§ **DESCRIPTION OF THE TASK**
In the data below, one line contains "Target: jacket zipper" and a later one contains "Target: person in dark coat". Print both, with every line between them, exactly and alone.
(Beginning of GIVEN DATA)
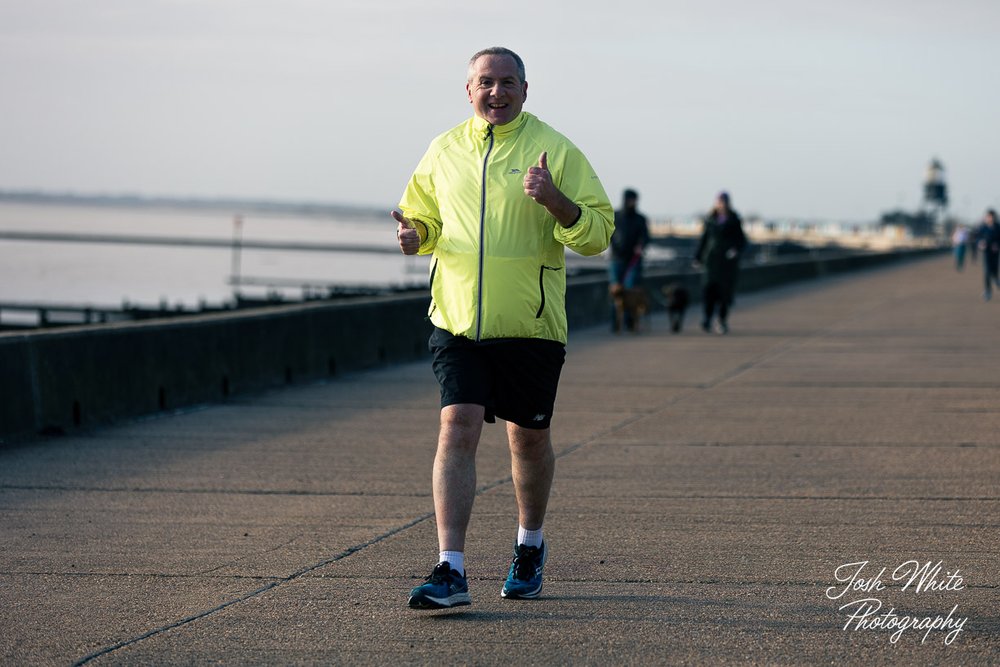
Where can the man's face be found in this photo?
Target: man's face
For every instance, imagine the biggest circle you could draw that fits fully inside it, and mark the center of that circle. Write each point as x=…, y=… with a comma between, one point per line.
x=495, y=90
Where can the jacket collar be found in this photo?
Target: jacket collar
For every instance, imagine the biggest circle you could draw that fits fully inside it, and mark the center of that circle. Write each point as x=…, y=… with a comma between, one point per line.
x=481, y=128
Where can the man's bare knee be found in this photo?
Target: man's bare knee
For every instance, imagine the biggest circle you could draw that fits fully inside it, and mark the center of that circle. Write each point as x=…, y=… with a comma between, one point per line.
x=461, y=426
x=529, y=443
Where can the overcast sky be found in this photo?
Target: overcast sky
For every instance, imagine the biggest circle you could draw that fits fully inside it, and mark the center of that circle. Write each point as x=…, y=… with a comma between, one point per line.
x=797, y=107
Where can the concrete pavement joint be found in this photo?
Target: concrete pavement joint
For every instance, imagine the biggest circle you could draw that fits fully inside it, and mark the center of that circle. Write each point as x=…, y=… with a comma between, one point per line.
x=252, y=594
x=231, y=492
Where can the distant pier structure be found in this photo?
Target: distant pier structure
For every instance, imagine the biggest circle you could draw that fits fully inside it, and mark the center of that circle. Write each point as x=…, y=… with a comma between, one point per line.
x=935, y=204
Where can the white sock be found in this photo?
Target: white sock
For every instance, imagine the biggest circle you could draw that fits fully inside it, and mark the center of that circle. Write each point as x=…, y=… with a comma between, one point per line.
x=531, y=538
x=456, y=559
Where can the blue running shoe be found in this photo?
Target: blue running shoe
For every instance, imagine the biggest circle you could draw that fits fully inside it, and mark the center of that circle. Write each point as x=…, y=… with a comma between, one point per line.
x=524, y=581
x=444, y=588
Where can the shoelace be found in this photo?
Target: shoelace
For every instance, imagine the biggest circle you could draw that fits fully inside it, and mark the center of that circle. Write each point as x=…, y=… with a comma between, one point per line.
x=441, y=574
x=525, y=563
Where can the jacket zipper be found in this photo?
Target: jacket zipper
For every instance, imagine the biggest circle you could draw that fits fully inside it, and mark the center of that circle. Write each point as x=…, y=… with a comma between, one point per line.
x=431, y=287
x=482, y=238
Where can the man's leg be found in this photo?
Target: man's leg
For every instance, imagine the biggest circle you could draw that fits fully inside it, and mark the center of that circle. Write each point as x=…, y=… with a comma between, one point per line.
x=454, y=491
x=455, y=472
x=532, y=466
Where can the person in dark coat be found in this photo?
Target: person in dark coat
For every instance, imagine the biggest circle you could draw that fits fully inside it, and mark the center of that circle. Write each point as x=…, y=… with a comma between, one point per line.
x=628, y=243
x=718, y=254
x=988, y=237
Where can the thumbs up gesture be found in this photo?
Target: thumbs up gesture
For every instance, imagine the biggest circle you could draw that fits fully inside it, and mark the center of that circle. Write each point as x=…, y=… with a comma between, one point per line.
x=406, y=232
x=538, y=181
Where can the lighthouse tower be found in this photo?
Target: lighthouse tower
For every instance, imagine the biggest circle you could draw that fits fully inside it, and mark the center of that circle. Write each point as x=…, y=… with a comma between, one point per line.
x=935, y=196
(End of GIVEN DATA)
§ **WORKED SOLUTION**
Target: jacket zipper
For every instance, imagine the biggest circle you could draw that fits fully inside it, and mark the center of that circle. Write each point as x=…, y=… with a comma between, one point per line.
x=431, y=287
x=482, y=238
Where can the man's leg be found in this photo?
Target: man's leg
For every instance, imagine the biggest circle you could draw that fits fully inside it, and mark the center of that circle. Write each point as x=…, y=… with a comma between, one point per line.
x=454, y=491
x=455, y=472
x=532, y=466
Where can the person in dark coat be found in this photo?
Target: person in dark coat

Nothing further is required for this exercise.